The problem -
Retype all the records with nothing changed.

Provided data -
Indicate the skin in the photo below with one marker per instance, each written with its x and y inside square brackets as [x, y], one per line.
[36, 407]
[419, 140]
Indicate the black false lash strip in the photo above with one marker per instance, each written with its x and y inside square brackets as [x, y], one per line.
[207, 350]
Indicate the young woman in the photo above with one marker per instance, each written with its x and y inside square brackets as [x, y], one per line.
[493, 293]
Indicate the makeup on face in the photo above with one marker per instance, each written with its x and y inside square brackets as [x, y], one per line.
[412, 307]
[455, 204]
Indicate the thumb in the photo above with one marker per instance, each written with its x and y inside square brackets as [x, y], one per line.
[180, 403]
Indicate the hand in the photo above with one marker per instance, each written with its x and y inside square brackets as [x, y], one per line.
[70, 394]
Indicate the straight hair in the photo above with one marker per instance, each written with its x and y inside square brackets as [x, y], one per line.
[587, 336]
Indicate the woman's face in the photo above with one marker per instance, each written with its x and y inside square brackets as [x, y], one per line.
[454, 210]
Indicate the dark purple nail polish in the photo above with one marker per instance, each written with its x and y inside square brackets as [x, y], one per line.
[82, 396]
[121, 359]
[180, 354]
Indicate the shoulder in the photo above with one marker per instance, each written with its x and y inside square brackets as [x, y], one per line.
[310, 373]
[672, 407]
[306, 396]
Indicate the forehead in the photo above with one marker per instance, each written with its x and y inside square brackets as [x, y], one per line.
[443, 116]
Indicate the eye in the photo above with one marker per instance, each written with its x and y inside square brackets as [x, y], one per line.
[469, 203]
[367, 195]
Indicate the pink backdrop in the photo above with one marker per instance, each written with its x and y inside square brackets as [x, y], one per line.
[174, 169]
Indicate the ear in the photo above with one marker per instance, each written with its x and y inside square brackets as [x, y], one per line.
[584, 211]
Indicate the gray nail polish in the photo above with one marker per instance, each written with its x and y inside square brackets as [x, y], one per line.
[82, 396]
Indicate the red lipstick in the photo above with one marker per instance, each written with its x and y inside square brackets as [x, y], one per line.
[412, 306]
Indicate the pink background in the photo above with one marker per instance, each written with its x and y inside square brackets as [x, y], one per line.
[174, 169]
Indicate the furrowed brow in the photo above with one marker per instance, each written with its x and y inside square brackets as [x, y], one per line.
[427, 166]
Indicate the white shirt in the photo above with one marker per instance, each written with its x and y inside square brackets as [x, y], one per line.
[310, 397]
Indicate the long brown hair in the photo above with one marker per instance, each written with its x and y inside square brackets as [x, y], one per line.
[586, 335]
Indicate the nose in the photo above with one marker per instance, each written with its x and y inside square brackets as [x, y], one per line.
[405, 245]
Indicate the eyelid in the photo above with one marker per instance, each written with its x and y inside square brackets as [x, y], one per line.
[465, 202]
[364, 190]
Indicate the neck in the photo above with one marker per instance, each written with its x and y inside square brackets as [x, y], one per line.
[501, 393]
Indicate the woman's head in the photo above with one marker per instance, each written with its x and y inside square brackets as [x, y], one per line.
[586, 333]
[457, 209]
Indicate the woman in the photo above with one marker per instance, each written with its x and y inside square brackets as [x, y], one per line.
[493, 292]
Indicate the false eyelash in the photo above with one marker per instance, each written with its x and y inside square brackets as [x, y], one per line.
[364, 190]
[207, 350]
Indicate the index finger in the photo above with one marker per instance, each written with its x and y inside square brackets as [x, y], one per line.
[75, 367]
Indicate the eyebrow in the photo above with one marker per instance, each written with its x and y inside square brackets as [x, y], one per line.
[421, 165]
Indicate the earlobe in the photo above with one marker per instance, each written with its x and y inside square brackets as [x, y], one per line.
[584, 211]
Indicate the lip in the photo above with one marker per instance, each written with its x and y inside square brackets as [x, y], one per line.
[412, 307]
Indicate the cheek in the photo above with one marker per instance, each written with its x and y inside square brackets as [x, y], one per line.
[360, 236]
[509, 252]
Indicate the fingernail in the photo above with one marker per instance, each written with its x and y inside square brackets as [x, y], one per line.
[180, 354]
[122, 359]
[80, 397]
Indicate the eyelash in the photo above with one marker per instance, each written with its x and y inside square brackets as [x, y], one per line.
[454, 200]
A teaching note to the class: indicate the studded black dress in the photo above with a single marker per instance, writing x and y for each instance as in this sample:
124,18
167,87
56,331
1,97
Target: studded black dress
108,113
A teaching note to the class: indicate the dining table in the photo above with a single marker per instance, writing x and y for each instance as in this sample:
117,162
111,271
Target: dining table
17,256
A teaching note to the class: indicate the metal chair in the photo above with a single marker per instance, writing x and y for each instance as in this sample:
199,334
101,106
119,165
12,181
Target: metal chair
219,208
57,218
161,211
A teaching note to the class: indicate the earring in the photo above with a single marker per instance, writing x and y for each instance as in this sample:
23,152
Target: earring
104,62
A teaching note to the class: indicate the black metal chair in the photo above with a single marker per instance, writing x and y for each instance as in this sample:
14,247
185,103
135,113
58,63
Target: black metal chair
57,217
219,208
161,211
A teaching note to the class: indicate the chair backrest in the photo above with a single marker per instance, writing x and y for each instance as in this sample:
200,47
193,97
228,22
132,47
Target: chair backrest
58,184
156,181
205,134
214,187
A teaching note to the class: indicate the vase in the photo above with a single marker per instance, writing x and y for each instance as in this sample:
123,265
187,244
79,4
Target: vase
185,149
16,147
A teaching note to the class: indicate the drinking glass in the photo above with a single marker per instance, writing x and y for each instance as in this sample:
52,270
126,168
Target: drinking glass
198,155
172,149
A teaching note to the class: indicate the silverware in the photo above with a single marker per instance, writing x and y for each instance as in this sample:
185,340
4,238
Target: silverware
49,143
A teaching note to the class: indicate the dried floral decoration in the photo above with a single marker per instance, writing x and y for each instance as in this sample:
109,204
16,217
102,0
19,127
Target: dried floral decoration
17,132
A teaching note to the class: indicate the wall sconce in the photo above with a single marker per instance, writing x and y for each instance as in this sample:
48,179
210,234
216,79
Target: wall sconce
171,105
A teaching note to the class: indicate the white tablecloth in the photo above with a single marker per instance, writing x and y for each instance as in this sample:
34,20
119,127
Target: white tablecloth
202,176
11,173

Solution to this problem -
Indicate the skin in the photo below with one marker per instance, each written with its x and y inside square brackets as [x, y], one per line.
[36, 407]
[419, 140]
Indicate the black false lash strip in the photo above with one marker per instance, each written with its x and y inside square brackets as [x, y], one per line.
[207, 350]
Indicate the young woman in the photo above with one marker per instance, each written with its x and y inside square brackets as [x, y], one per line.
[493, 293]
Indicate the makeup on face in the photo above with one marker per instance, each written with its x and y inside square brackets as [x, y], one per line.
[412, 307]
[455, 204]
Indicate the thumb in the photo above with one marker per instance, each written with its x and y inside square brackets as [x, y], one per line.
[180, 403]
Indicate the hand in the photo above with one marker per instance, each written with its x and y inside square brackets as [x, y], one per line.
[70, 394]
Indicate the straight hair in the photo above with one marker per instance, each written with its x and y inside square brackets as [x, y], one per line.
[587, 336]
Indicate the woman's face in the photo above with one marker per instance, each written with its x and y inside square brackets as [x, y], one per line.
[454, 210]
Indicate the dark purple nail polish in the photo above with one marker per instance, each written with its x and y inside square brackets as [x, y], one per line.
[82, 396]
[121, 359]
[180, 354]
Indicate the shoulder in the photo above with one marker per instance, each written with its x and y inside square brackets as [x, y], one per line.
[310, 373]
[672, 407]
[306, 396]
Indicate the forehead in the photo above with one marker per instance, each written with its x and y inside square brackets as [x, y], one per line.
[443, 116]
Indicate the eye in the photo above with one marker per instance, each written with its x and y inside square brackets as [x, y], one per line.
[469, 203]
[367, 195]
Indicate the pink backdrop in the photo above with one marker per instance, each written with its x and y inside square brackets as [x, y], one per line.
[174, 169]
Indicate the ear in the photo above with one marker per instance, each written with its x and y inside square brackets as [x, y], one per line.
[584, 211]
Indicate the gray nail polish in the photo above with one marker per instance, each written with its x and y inside square brackets as [x, y], one per line.
[82, 396]
Indicate the red lipstick in the photo above with one marker per instance, each written with its x and y inside square brackets as [x, y], one per line.
[412, 306]
Indicate the pink background in the photo above with one marker per instance, each written with its x and y inside square brackets as [x, y], one per line.
[174, 169]
Indicate the furrowed brow in the photo above with one marker per instance, each written with its x and y inside square brackets as [x, y], one per line.
[427, 166]
Indicate the white shirt in the photo above with one marker per instance, each written with its x and y inside square brackets as [x, y], one per line.
[310, 397]
Indicate the long brown hair in the photo above with one marker per instance, each written with its x and y inside square brackets as [x, y], one per line.
[586, 335]
Indicate the nose in the photo above with one marker per instance, each written with its x and y inside square brackets as [x, y], one per line.
[405, 245]
Indicate the eyelid in the photo above with one marker per instance, each written with its x and y inside square brackets as [x, y], one per line.
[465, 202]
[364, 190]
Indicate the neck in the photo above with one marker per instance, each written with its x and y inside square brackets as [x, y], one per line.
[501, 393]
Indicate the woman's head in the photo above with one marker per instance, each written with its x and y inside square brackets as [x, y], one per line.
[586, 333]
[457, 209]
Indicate the woman in the photo above with one marker per instance, each written with its x and y inside square brackets as [x, y], one per line.
[493, 292]
Indicate the false eyelash in the photo above with one marker per instance, each written with its x and y inside square brackets as [x, y], one per line.
[364, 190]
[207, 350]
Indicate the index finger in the photo above with one marker per instance, each written with its x and y inside square brackets as [x, y], one per line.
[75, 367]
Indicate the eyebrow in the photo above with one marker per instance, each written with its x and y inside square brackets as [x, y], one per line.
[421, 165]
Indicate the earlobe in the photo above with one marker per instance, each written with its x and y inside square brackets as [x, y], one per line.
[584, 211]
Indicate the lip in the photo above with one marker per instance, each written with its x and y inside square brackets as [x, y], one per line.
[412, 307]
Indicate the cheek in the photo above with one marker per instance, each written with its x and y inside square brackets as [x, y], one per line.
[360, 236]
[509, 252]
Indicate the fingernail in the photo above with one marker per instance, each written with its x and y inside square brackets as [x, y], one per line.
[180, 354]
[122, 359]
[80, 397]
Indicate the eyelash in the photo above with one marker per instance, each written with its x and y inside square brackets as [x, y], one per line.
[454, 200]
A teaching note to the class: indicate the studded black dress in the photo above with a single marker per instance, writing x and y for each instance as in this sample:
124,18
167,87
56,331
1,97
Target: studded black dress
108,113
A teaching note to the class: indicate the dining table in the photo above with a single marker per instance, writing x and y for each instance as in this sample:
117,162
111,271
Target: dining table
17,256
A teaching note to the class: indicate the metal chair in the photo above with a single marker per instance, writing x and y for each instance as in this sample:
199,334
101,106
119,165
12,181
Target: metal chair
219,208
57,218
161,211
A teaching note to the class: indicate the earring in the photo above with a single marker per instance, writing x and y for each instance as in this sample:
23,152
Target: earring
104,62
A teaching note to the class: indicate the black metal chair in the photo above with a single marker per instance, writing x and y for each instance as in this sample:
14,247
185,103
135,113
58,63
Target: black metal chair
57,217
219,208
161,211
A teaching note to the class: indicate the chair backrest in the photo above with a single marker per instance, writing x and y for each instance as in this sample:
200,47
193,97
228,22
132,47
Target: chair backrest
58,184
156,181
205,134
214,187
A teaching note to the class: indicate the vase in the photo above with a single marker per instance, writing x and y for each instance as in this sample:
123,265
187,244
79,4
Target: vase
185,149
16,147
A teaching note to the class: indicate the drinking glass in the photo above with a single marker per instance, writing x and y for each instance as in this sample:
52,270
126,168
Target: drinking glass
198,155
172,149
A teaching note to the class: indicate the silverware in the photo above with a single marker per instance, writing x and y for each instance as in this sample:
185,340
4,238
Target: silverware
49,143
A teaching note to the class: indicate the dried floral decoration in the photo above with a single marker per instance, writing x and y for each instance as in this sample:
109,204
16,217
102,0
19,127
Target: dried floral decoration
17,132
A teaching note to the class: indicate the wall sconce in the photo above with a single marker per instance, writing x and y for each instance as in this sample:
48,179
210,234
216,79
Target: wall sconce
171,105
A teaching note to the class: indicate the white tablecloth in the photo above with a single marker per instance, writing x and y for each instance as in this sample:
34,20
119,127
Target: white tablecloth
202,176
11,173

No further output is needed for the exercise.